BEGIN Information supplied
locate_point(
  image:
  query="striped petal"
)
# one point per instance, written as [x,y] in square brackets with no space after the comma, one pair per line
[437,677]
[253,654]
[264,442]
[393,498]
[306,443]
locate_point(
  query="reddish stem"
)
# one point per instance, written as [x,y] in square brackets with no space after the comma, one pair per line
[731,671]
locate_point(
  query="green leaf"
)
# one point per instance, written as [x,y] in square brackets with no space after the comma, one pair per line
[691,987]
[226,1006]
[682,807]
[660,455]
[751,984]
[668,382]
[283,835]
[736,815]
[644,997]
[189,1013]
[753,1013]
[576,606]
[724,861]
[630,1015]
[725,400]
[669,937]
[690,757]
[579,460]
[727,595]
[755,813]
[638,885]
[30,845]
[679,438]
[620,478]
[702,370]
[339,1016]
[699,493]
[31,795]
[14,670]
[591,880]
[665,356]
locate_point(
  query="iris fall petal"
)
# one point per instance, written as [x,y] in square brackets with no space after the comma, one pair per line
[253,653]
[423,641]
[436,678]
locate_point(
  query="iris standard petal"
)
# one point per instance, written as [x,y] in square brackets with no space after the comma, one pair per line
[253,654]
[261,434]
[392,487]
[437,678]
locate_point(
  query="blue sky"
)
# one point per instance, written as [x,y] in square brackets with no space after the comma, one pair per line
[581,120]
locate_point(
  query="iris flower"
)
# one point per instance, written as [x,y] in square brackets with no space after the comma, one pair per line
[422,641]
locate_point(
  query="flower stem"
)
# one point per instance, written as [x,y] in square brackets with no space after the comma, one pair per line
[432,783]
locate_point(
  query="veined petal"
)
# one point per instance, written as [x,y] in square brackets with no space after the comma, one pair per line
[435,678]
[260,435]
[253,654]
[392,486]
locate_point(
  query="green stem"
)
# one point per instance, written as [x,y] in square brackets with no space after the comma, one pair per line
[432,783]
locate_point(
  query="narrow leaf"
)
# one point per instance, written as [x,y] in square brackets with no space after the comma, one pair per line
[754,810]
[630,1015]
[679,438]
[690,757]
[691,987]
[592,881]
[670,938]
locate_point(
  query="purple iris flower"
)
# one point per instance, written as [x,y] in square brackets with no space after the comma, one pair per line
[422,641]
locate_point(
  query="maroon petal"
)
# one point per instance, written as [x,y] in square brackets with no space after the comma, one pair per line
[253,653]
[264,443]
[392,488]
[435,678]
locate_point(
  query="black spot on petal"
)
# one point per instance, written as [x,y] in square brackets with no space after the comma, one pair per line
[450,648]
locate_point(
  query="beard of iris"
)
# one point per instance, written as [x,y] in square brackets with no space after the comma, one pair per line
END Information supplied
Task goal: State how many lines in the listing above contain the string "iris". Include no other words.

Answer below: 5